▶ **Quoted passage**:

***

Thursday, February 7, 2019

From us to you God

In Anselm’s Proslogion, we notice his eagerness to see God. It is not because of a lack of faith that he wants to see God so as to prove that he exists. According to Hugh of Saint Victor, “faith believes what it does not see”. God cannot be entirely known to humans, though not entirely concealed either, and this is what makes faith beautiful, what makes faith what it is. Anselm’s longing is rooted in his deep faith that God does exist, and that He is the most beautiful and powerful. His prayer for God to be visible is a wish for a deeper intimacy with God, for God’s Revelation, for a deeper knowledge of God. On the other hand, it shows how difficult to see God, to perceive the wholeness of Him. God is immense, eternal, immutable, way beyond human perception and comprehension. Though we can see God through the incarnation of Jesus, how can we see God the Father who begets him, God the Holy Spirit who dwells in Him, and God as the all together Trinity when the incarnation does not take place in our age? How can we see Him who is an invisible spirit? 

Hugh gives the answer--we see God through our heart and divine revelation. We can not say for sure that the divine revelation would come to everyone. However, we all have a human heart, or more precisely, a human mind, through which we all could have knowledge of Him. Even though we cannot see Him as visible beings, His beauty, wisdom, power, and love exists in the visible world that He creates. And we human beings are his precious works in this world, made from the His image. 

Then what do we see in us that can help us to know God? First of all, we cannot see our mind, but we know that it exists because it gives the knowledge of my own existence. Our mind is a mirror of our creator, who is similarly invisible yet existing. Secondly, through the nature of our mind, we understand who God is, and how He is One God in Three Persons. Hugh points out that from our mind comes wisdom of the mind, and from wisdom comes to love--love of wisdom and the mind. Mind, wisdom, and love in us are created after the image of God, who is God the Father, God the Son Jesus and God the Spirit. Similarly, God the Father, with his creative ideas, begot God the Son, through whom makes this world incarnate as supreme beauty, and Father and Son begot the Holy Spirit, the love of the former two. Trinity is Oneness of the Three Persons like I am the whole body with my mind, wisdom, and love. Trinity is the perfect self-love of God, which makes the Three Persons a perfect unity.

***

[Dataset rows on where objects appear]
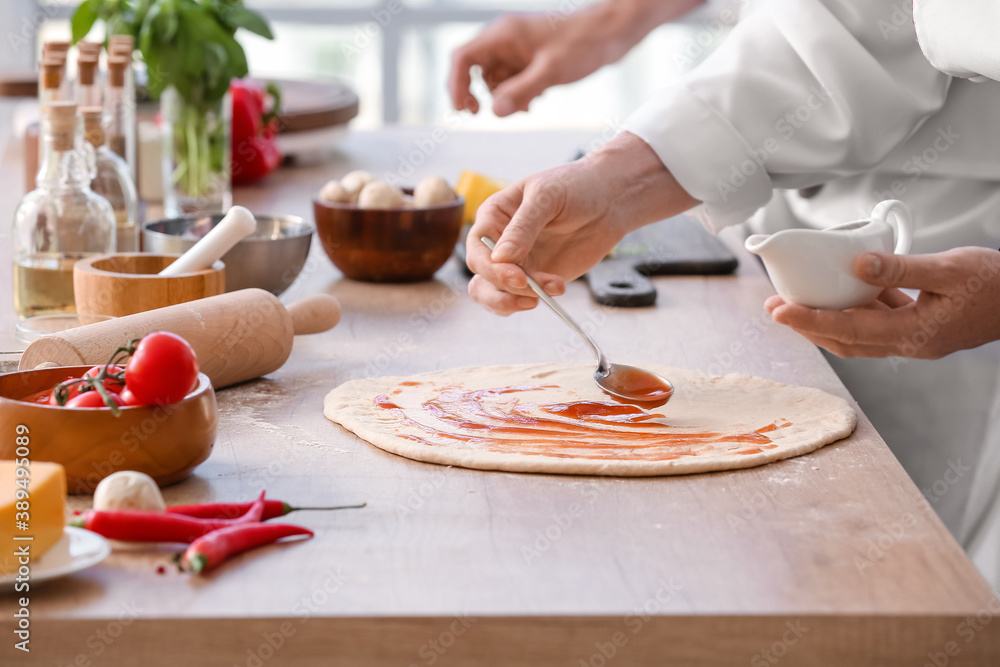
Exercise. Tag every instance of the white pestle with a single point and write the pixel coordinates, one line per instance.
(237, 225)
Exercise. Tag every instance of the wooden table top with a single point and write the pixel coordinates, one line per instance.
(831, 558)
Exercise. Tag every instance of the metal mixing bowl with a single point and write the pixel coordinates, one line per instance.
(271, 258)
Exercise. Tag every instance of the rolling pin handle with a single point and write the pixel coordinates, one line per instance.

***

▶ **Your tasks**:
1. Copy the reflection on Anselm's Proslogion from "Hugh gives the" up to and including "the His image.".
2. According to the reflection on Anselm's Proslogion, how do we know our mind exists even though we cannot see it, and why does that help us know God?

▶ **Exercise results**:
1.
Hugh gives the answer--we see God through our heart and divine revelation. We can not say for sure that the divine revelation would come to everyone. However, we all have a human heart, or more precisely, a human mind, through which we all could have knowledge of Him. Even though we cannot see Him as visible beings, His beauty, wisdom, power, and love exists in the visible world that He creates. And we human beings are his precious works in this world, made from the His image.

2. We know the mind exists because it gives us knowledge of our own existence. That helps us know God because the mind is a mirror of its creator, who is likewise invisible yet existing.